### Work required
Reproduce every entry below verbatim, line for line, with no changes.

### Exercise materials
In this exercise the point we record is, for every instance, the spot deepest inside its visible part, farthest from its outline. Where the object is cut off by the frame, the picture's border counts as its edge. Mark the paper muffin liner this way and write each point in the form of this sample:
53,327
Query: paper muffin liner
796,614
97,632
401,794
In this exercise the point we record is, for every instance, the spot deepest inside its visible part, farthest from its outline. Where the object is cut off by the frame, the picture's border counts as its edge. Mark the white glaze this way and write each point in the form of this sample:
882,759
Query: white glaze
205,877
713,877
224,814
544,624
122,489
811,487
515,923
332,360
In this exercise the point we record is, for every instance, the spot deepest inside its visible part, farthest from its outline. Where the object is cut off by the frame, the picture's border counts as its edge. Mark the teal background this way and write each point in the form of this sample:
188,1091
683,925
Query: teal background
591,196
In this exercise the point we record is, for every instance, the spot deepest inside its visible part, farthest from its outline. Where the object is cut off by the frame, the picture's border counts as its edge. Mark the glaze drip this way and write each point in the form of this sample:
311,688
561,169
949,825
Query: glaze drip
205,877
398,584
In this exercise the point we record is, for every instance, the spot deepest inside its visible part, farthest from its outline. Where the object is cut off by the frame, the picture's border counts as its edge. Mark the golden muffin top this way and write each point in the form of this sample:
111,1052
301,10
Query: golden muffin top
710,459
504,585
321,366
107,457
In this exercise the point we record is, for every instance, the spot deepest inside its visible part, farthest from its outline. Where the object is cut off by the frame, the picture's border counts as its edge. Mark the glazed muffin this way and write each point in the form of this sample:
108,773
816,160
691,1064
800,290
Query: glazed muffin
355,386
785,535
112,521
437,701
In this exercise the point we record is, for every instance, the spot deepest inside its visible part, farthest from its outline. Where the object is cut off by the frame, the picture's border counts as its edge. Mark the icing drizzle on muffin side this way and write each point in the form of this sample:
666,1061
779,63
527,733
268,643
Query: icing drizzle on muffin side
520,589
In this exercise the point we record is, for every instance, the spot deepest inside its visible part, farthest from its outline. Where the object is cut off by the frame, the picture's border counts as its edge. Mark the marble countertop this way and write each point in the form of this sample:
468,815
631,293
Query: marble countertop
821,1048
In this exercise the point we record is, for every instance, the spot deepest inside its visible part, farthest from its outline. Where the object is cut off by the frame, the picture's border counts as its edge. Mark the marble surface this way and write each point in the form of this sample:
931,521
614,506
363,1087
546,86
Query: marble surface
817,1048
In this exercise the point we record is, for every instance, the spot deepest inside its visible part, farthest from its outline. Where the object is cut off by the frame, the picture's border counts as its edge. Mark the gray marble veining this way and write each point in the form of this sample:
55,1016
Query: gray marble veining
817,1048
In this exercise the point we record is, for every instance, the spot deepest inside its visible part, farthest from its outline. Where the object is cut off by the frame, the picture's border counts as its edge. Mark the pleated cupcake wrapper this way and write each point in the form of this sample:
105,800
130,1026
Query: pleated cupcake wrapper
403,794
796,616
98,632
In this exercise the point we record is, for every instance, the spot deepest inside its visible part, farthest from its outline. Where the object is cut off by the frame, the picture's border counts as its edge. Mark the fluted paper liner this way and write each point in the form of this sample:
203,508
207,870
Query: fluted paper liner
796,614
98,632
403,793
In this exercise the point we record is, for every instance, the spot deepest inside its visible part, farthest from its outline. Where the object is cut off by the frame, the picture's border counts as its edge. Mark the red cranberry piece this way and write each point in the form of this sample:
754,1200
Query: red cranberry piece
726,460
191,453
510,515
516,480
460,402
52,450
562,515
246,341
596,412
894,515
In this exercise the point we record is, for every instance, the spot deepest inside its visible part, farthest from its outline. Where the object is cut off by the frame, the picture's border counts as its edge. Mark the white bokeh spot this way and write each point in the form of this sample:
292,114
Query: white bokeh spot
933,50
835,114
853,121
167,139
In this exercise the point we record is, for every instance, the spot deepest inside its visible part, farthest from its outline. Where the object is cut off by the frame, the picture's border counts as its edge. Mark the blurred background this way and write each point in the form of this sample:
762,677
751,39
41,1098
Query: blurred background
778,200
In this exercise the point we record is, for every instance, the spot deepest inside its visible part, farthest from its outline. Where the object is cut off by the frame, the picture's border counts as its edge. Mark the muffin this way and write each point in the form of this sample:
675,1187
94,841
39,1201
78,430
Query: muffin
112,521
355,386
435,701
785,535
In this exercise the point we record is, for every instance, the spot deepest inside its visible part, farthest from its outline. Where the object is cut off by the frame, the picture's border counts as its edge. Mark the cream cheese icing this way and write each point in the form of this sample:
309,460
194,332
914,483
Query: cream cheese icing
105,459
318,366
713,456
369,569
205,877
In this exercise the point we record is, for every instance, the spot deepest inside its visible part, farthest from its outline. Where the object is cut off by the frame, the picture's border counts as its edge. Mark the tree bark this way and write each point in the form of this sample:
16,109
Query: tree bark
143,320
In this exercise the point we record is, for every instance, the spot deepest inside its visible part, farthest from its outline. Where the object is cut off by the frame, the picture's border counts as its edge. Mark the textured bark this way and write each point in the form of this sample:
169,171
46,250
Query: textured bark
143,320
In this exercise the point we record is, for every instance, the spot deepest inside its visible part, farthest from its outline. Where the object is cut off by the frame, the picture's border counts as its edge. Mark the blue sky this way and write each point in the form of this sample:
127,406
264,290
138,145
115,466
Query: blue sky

### Output of the exercise
In this exercise the point we record is, for every instance, the spot deepest inside its visible part, farthest from its outline. Where the object is cut off by the frame, the picture's border counts as its edge. Mark the paper muffin liner this way and write each point in the form of this sample:
53,327
Query: paper muffin liner
796,614
97,632
401,794
In this exercise the point we record is, for every instance, the spot deepest inside its visible part, farthest from its outline. Where the object is cut off by the frame, the picture's border counts as its edge. Mark the white glaze this way and write each point in the form of this sample:
882,759
Query: white glaze
205,877
713,877
224,814
544,624
122,489
811,487
515,923
332,360
In this exercise the point we record is, for every instance, the spot deepest inside its visible part, farthest from its outline. Where the object is cut off by the frame, the picture's border counts as its edge. Mark the teal background this way and write each point in the form of this sample:
188,1091
683,925
Query: teal background
591,196
In this exercise the point we record is, for every instance, the spot deepest inside its visible part, farthest from its outline. Where the object is cut off by the frame, the picture's border counts as its edge. Mark the glaze drip this way and write each point in the form of this sample:
311,688
561,169
949,825
Query: glaze drip
205,877
398,584
In this exercise the point we record is, for every instance, the spot deepest inside its visible part, farthest from its outline. Where the object is cut off by the frame, the picture's border counts as its edge. Mark the golden muffin top this way and write each point in the form of this sample:
111,1052
301,10
Query: golden muffin top
710,459
504,585
321,366
107,457
In this exercise the point we record is, for every instance, the spot deepest inside its visible part, farthest from its outline. Where the object is cut off by the frame, the picture's border counts as its edge. Mark the glazed muffin this way and write each point in the form of this sample:
108,773
816,160
691,1064
800,290
Query: glazed muffin
355,386
785,535
112,521
437,701
In this exercise the point we record is, for every instance, the spot deepest inside its visible part, farthest from its outline. Where the object is cut off by the frame, the picture's border counts as its edge. Mark the icing drizzle on muffin side this way and write each point in the form of this sample:
666,1061
779,63
527,733
268,643
Query: icing drizzle on muffin side
520,589
In this exercise the point we record is, for every instance, the spot deepest inside its visible part, farthest from its outline. Where the object is cut off by the frame, the picture's border counts as its edge. Mark the marble countertop this way and write each point in the form of this sample:
468,815
631,293
Query: marble countertop
821,1048
In this exercise the point we record is, for every instance, the spot deepest inside its visible part, farthest from its outline. Where the object is cut off by the frame, the picture's border counts as its edge. Mark the marble surface this way and write each point in the form of this sample:
931,521
614,506
363,1087
546,86
Query: marble surface
817,1048
In this exercise the point we record is, for every instance, the spot deepest inside its visible part, farthest from its outline. Where the object is cut off by the frame, the picture's border counts as its edge. Mark the gray marble veining this way and write each point in the form of this sample:
55,1016
Query: gray marble veining
817,1048
In this exercise the point we record is, for every instance, the spot deepest inside its visible part, farthest from its outline. Where the object is cut off by the frame, the picture's border counts as its edge. Mark the pleated cupcake wrapper this way and write each point in the form of this sample:
105,800
130,1026
Query: pleated cupcake wrapper
403,794
796,616
98,632
In this exercise the point we record is, for every instance, the spot deepest inside its visible part, farthest from its outline. Where the object is cut off by the frame, the picture's border counts as its edge. Mark the fluted paper liner this way and write each point in the form of this sample:
203,508
207,870
Query: fluted paper liner
796,614
98,632
403,793
In this exercise the point we record is, for every instance, the spot deepest inside its visible part, farthest from its outline. Where the object is cut off by the frame, the picture's border counts as its edge. Mark the red cranberry piece this way and write each point in the form of this sample:
754,1200
Query: red cranberry piece
726,460
191,453
510,515
516,480
460,402
52,450
562,515
246,341
596,412
894,515
In this exercise the point we record is, for every instance, the spot deepest inside its visible part, farthest from its outline. Where the object is cut off by the frame, the picture's border counts as its edge. Mark the white bokeh spot this way and write each point in the form of this sample:
292,114
Query: white bokeh spot
933,50
835,114
853,121
167,139
In this exercise the point we record is, for every instance, the spot deepest inside its visible part, farthest from its outline. Where the object is cut off by the frame, the picture's border counts as its edge. Mark the blurred background this way and write each point in the form of this sample:
762,677
751,39
41,1098
Query: blurred background
778,200
In this exercise the point we record is, for every instance, the spot deepest inside its visible part, farthest from its outline. Where the object is cut off by the frame, the picture's border counts as its edge. Mark the muffin this way and write each point in the form of this sample:
675,1187
94,841
39,1201
78,430
Query: muffin
112,521
355,386
435,701
785,535
In this exercise the point we record is, for every instance, the spot deepest inside its visible part, farthest from its outline. Where the object is cut off by the frame, the picture's border counts as its edge. Mark the cream cheese icing this way and write each point in the form of this sample:
309,460
194,332
914,483
Query: cream cheese icing
105,459
318,366
713,456
369,569
205,877
In this exercise the point we record is, for every instance, the spot deepest inside its visible part, farthest from its outline. Where the object is cut off by the frame, the picture's border counts as its edge. Mark the tree bark this way and write each point in the form of this sample:
16,109
Query: tree bark
143,320
In this exercise the point we record is, for every instance, the spot deepest inside its visible part, farthest from its outline. Where the object is cut off by the frame, the picture's border counts as its edge. Mark the textured bark this way and write each point in the form of this sample:
169,171
46,250
Query: textured bark
143,320
In this exercise the point we record is, for every instance, the spot deepest inside its visible part, farthest from its outline. Where the object is cut off by the frame, the picture's border counts as its edge. Mark the blue sky this way and write each point in the form of this sample:
127,406
264,290
138,145
115,466
Query: blue sky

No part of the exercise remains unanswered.